Причем мужчины значительно чаще, чем женщины, демонстрируют готовность санкционировать рискованную "игру мускулами" на международной арене, способствующую, по мнению многих, достижению этой цели. Наиболее показательны в этом отношении различия в реакции мужчин и женщин на сенсационный марш российских десантников в Косово, предпринятый без согласования с западными партнерами в разгар балканского кризиса. Вопрос: Что Вы испытали, узнав о вводе российских десантников в Косово - гордость за нашу страну, или недоумение, или тревогу, или какие-либо другие чувства? (19.06.99)
Мужчины гораздо чаще, чем женщины, ощущали в этой ситуации прилив гордости за свою страну, а женщины - тревогу по поводу возможных последствий предпринятой акции. Неудивительно, что в результате отношение первых к российскому руководству улучшилось, а вторых - ухудшилось. Вопрос: Лично Вы после ввода российских десантников в Косово стали относиться к высшему руководству страны с большим или с меньшим уважением, чем раньше, или ваше отношение не изменилось? (19.06.99)
Женщины неизменно выражают большие, нежели мужчины, сомнения по поводу целесообразности пребывания российских миротворческих контингентов за рубежами страны. В частности, за отправку российских миротворцев в Косово высказались 44% мужчин и только 25% женщин, а против - соответственно, 45 и 55% (31.07.99). Аналогичные - хотя и несколько меньшие - различия наблюдались и тогда, когда перед респондентами ставился вопрос о присутствии российских войск в Таджикистане. Очевидно, тут сказываются и опасения относительно возможных международных осложнений, и тревога по поводу возможных потерь среди российских военнослужащих в "горячих точках", и нежелание нести расходы на содержание войск за рубежом - все эти соображения, как явствует из опросов, чаще принимаются в расчет именно женщинами. Что касается финансовых мотивов, то стоит отметить, что женщины в принципе склонны проявлять несколько меньшую "щедрость" в отношении военных статей бюджета, чем мужчины. В ходе одного из опросов (30.09.2000) респондентам было предложено представить ситуацию, при которой налогоплательщики могли бы самостоятельно решать, на какие государственные нужды они направили бы некоторую часть уплаченных ими налогов, и указать, как они сами распорядились бы этим правом. И если 49% мужчин заявили, что потратили бы эти деньги, в частности, на армию и флот (у них эта статья расходов заняла второе место, пропустив вперед только здравоохранение - 59%), то среди женщин так распорядиться своими налоговыми отчислениями сочли нужным только 38% (третье место после здравоохранения и образования - соответственно, 65 и 58%). Впрочем, женщины демонстрируют гораздо более негативное, нежели мужчины, отношение и к тем финансовым операциям, относящимся к военной сфере, которые приносят государству не расходы, а доходы. Речь идет о торговле оружием. Тут различия в позициях мужчин и женщин более чем существенны: первые довольно твердо голосуют за расширение оружейного экспорта, вторые - еще решительнее - за его сокращение. Вопрос: На Ваш взгляд, России сегодня следует расширять или, наоборот, сокращать торговлю оружием? (2.12.2000)
----
● **ЗАДАНИЕ**
Продублируйте без изменений фрагмент исходного текста от слов «Причем мужчины значительно» до слов «другие чувства? (19.06.99)» включительно. Приведённый далее листинг здесь не используется.

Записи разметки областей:
----
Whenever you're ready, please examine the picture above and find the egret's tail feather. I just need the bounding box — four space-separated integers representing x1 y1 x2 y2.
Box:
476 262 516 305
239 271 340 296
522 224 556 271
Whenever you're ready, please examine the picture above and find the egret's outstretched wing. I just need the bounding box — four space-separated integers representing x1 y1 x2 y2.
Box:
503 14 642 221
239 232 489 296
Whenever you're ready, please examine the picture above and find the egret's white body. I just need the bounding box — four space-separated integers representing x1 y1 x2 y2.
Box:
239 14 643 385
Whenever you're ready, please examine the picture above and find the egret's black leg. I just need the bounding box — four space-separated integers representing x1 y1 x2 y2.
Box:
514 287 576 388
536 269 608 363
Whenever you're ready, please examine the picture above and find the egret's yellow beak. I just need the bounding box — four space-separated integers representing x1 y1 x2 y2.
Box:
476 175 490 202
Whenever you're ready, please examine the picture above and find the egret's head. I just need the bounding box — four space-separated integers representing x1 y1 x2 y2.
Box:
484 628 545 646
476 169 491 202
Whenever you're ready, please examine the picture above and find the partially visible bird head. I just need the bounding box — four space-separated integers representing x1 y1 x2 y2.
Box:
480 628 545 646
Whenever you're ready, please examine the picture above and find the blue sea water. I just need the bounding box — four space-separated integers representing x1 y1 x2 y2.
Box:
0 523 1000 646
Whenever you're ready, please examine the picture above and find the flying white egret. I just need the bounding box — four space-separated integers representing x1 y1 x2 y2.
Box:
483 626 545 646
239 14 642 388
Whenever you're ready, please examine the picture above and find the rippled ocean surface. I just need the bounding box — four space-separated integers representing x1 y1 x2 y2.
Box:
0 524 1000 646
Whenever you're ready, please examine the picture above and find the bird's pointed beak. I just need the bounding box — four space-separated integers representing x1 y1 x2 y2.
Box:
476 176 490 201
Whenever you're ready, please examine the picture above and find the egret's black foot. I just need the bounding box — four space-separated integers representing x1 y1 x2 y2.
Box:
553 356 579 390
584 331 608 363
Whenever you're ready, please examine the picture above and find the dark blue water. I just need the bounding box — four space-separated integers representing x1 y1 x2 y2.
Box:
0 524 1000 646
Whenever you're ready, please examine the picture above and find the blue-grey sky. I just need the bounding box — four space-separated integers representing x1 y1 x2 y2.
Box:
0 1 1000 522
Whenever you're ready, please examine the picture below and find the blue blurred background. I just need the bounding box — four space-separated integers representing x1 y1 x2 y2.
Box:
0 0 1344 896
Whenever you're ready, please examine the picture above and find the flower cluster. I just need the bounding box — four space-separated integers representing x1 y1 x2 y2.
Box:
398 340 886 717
----
● **ПРАВИЛЬНЫЙ ОТВЕТ**
Причем мужчины значительно чаще, чем женщины, демонстрируют готовность санкционировать рискованную "игру мускулами" на международной арене, способствующую, по мнению многих, достижению этой цели. Наиболее показательны в этом отношении различия в реакции мужчин и женщин на сенсационный марш российских десантников в Косово, предпринятый без согласования с западными партнерами в разгар балканского кризиса. Вопрос: Что Вы испытали, узнав о вводе российских десантников в Косово - гордость за нашу страну, или недоумение, или тревогу, или какие-либо другие чувства? (19.06.99)